→ YOUR GOAL:
Copy the items word for word, from the very start through the line containing "[594,219,650,366]", with that line included.

→ RECORDS FOR THIS EXERCISE:
● ● ● ● ● ● ●

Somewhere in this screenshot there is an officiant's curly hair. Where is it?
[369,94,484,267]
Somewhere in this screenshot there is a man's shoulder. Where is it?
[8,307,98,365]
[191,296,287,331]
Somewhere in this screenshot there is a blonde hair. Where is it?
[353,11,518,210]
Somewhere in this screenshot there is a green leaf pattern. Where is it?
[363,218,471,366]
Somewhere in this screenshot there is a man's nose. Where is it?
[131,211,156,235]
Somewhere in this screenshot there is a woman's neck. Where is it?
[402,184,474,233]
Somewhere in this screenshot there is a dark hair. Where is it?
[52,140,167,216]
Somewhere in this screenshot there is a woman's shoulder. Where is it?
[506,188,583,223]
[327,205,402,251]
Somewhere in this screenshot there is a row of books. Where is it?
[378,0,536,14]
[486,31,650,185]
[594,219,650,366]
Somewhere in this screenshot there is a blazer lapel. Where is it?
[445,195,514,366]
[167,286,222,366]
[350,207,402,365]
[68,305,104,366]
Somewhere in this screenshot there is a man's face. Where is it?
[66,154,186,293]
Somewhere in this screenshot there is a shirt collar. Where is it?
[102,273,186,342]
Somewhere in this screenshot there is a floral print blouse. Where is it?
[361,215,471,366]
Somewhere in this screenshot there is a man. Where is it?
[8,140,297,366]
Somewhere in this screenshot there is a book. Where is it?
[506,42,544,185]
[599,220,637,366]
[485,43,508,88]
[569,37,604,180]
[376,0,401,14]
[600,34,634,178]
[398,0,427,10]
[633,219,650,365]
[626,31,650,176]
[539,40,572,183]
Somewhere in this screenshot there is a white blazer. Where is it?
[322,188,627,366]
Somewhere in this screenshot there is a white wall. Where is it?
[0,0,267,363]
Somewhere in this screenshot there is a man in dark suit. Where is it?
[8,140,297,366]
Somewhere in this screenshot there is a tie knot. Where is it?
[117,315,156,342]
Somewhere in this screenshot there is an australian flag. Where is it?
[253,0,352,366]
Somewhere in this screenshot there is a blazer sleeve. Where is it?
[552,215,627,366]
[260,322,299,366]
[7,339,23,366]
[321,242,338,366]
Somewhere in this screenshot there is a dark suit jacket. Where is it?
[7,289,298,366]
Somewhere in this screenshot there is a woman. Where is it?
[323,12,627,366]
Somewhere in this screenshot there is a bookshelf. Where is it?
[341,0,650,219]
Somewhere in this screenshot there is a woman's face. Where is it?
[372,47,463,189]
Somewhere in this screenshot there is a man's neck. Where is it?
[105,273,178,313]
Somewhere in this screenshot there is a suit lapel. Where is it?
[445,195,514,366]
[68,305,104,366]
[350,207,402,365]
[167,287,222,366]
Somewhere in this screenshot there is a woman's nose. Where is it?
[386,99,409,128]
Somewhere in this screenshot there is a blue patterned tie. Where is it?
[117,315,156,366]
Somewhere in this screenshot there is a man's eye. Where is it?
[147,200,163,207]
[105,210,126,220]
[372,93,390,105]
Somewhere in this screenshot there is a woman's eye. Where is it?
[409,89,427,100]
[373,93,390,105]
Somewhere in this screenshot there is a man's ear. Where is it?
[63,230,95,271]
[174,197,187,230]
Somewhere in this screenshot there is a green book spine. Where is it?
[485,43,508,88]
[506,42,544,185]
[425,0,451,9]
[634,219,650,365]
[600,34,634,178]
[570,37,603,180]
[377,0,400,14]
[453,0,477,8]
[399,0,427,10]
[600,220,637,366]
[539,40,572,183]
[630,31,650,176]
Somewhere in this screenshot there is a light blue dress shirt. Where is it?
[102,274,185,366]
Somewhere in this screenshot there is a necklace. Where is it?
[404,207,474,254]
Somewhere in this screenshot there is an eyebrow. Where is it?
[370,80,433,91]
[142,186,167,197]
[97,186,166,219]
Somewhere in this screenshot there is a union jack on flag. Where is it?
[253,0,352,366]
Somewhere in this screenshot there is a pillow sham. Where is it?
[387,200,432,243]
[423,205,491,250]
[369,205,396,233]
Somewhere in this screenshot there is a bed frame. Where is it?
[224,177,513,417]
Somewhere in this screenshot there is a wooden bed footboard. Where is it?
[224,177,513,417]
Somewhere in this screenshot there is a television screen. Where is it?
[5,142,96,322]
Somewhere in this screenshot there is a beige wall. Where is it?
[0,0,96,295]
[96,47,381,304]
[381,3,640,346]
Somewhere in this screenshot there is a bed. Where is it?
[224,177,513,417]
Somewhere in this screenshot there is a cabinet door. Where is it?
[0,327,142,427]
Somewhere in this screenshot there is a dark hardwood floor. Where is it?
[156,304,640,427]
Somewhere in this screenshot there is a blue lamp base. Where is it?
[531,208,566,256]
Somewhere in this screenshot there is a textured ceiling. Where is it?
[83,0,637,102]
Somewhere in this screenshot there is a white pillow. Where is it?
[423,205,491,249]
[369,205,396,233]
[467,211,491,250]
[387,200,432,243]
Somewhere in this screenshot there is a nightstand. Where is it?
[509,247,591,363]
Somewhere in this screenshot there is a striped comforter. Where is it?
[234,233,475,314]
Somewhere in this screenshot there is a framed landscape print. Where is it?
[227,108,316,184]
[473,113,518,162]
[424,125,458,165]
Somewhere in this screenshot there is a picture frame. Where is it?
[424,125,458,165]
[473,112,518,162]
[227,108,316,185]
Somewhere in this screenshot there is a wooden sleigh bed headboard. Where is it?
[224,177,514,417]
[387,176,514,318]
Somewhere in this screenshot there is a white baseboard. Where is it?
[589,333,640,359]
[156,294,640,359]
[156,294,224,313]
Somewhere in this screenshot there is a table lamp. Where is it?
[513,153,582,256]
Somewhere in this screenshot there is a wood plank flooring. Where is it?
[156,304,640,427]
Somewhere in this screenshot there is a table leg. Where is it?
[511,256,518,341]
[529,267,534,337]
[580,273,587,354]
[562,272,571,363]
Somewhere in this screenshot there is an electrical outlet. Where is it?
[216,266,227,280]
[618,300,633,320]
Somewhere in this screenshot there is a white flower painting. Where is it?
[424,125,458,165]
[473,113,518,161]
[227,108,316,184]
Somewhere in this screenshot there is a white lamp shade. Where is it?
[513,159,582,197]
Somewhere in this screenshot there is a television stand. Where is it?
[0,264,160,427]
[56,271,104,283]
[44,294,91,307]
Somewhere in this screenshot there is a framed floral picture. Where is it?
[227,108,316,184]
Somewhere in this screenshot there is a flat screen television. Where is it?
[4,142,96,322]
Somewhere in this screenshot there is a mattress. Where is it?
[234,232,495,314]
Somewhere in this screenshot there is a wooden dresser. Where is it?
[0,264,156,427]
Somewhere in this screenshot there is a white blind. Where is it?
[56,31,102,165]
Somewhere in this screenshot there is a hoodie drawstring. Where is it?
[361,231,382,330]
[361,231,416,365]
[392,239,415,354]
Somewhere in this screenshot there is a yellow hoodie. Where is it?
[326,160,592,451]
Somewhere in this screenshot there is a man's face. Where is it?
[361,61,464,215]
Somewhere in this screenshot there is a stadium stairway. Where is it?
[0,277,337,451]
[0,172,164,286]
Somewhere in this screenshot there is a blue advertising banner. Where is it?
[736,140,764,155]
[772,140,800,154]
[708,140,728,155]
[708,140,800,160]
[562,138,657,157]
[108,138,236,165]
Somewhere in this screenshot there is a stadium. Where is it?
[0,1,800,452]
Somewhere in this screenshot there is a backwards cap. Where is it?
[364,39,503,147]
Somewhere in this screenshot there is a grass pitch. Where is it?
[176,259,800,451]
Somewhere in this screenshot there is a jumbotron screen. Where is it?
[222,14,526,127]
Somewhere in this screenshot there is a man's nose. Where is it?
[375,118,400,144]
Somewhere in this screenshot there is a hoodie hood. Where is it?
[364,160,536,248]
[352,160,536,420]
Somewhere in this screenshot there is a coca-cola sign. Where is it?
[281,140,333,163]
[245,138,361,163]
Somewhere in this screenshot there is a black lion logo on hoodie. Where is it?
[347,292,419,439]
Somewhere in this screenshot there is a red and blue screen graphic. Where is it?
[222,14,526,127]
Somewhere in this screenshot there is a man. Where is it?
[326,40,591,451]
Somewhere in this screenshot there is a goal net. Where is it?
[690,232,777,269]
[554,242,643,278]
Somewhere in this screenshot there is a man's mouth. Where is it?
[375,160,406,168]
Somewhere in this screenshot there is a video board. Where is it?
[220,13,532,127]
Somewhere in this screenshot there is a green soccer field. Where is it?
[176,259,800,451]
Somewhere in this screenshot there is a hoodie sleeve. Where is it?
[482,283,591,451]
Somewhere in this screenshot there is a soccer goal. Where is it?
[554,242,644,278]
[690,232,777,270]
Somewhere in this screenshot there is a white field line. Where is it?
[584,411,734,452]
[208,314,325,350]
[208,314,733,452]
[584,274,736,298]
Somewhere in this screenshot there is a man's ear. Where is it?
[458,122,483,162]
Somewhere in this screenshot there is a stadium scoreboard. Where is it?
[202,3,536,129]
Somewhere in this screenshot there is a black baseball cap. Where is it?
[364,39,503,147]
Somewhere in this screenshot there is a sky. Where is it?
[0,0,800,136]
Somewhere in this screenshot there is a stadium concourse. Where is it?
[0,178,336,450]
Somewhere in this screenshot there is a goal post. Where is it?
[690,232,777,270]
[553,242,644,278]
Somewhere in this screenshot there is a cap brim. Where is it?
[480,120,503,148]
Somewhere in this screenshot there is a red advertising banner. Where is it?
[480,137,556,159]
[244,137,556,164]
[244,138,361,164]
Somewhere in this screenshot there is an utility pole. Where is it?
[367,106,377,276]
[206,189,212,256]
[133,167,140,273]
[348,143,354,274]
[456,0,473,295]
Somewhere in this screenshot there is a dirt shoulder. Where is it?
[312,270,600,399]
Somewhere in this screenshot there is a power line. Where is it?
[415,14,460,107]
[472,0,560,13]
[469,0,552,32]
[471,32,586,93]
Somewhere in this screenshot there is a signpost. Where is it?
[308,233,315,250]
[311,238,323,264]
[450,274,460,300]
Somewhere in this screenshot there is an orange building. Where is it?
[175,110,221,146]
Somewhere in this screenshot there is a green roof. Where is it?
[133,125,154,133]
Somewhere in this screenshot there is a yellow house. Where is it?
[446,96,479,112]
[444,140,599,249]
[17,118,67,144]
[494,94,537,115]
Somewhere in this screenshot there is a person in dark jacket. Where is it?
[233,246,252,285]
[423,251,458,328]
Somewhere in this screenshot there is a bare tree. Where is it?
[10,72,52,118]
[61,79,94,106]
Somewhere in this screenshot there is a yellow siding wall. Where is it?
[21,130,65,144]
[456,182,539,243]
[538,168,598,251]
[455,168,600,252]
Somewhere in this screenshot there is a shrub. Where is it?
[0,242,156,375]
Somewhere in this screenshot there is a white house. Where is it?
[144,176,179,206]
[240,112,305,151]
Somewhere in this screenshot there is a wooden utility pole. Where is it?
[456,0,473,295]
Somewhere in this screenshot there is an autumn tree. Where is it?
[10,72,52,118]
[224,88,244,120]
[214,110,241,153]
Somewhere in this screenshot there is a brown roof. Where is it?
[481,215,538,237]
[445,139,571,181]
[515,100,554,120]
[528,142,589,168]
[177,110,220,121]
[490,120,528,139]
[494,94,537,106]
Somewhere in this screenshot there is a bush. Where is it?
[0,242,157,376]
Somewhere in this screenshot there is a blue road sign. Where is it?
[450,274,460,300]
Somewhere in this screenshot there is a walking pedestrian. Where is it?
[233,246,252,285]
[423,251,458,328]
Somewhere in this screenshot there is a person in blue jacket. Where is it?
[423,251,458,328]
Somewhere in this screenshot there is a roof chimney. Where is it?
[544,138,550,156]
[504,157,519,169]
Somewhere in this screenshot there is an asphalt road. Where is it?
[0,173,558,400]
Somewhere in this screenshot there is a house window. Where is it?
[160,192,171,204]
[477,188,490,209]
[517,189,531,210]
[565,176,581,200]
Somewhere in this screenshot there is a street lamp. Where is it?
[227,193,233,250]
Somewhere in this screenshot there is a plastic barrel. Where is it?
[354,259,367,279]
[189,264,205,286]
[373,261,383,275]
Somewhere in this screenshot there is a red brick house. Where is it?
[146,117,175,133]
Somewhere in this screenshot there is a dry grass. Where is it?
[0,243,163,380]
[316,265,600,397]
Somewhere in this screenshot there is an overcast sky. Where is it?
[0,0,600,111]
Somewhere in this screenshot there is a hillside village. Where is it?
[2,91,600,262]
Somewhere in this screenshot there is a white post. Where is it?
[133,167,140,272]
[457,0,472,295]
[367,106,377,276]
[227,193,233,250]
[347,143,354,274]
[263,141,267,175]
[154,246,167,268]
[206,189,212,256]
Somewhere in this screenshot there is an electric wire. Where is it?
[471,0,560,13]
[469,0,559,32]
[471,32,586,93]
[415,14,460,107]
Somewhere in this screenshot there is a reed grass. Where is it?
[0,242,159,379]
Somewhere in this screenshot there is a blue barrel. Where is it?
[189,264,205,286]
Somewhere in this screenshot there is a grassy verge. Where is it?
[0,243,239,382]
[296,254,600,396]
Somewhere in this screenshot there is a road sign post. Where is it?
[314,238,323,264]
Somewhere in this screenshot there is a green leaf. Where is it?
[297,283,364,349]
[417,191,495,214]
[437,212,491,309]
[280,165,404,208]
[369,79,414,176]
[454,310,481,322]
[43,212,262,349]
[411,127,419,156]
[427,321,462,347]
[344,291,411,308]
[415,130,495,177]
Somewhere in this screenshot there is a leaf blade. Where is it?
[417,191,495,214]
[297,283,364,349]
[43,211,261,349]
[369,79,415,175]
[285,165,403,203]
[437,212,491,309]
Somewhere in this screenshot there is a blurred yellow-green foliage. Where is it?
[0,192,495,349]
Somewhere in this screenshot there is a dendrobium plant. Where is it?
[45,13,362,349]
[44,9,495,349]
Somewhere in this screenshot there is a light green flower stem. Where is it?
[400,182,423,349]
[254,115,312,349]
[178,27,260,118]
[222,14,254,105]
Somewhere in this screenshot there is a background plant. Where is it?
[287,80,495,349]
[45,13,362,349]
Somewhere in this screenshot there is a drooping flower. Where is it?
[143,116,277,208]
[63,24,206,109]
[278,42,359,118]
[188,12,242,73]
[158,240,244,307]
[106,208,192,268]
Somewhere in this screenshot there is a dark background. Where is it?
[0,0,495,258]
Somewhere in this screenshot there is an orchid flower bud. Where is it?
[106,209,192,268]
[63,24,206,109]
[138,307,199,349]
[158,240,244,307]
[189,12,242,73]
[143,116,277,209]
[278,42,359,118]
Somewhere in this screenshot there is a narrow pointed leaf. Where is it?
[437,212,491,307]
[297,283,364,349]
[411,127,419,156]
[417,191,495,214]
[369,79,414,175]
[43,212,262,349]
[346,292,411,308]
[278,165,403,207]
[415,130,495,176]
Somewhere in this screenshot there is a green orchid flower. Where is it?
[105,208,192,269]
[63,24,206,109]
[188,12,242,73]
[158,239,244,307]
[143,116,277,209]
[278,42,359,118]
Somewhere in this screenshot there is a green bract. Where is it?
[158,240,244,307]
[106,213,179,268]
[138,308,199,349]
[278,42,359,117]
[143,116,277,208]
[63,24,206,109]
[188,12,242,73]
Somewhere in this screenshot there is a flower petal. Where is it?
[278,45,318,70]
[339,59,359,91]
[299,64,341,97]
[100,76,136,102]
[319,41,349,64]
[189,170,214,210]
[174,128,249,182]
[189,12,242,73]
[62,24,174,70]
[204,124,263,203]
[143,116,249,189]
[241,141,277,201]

● ● ● ● ● ● ●

→ ANSWER BELOW:
Somewhere in this screenshot there is an officiant's curly hair. Where is it?
[369,94,484,267]
Somewhere in this screenshot there is a man's shoulder. Where is it?
[8,307,98,365]
[191,296,287,331]
Somewhere in this screenshot there is a blonde hair. Where is it?
[353,11,518,210]
Somewhere in this screenshot there is a green leaf pattern. Where is it?
[363,218,471,366]
Somewhere in this screenshot there is a man's nose. Where is it?
[131,211,156,235]
Somewhere in this screenshot there is a woman's neck. Where is it?
[402,184,474,233]
Somewhere in this screenshot there is a dark hair. Where is it?
[52,140,167,216]
Somewhere in this screenshot there is a woman's shoulder. Where is it?
[506,188,583,223]
[327,205,402,251]
Somewhere in this screenshot there is a row of books. Where is it?
[378,0,536,14]
[486,31,650,185]
[594,219,650,366]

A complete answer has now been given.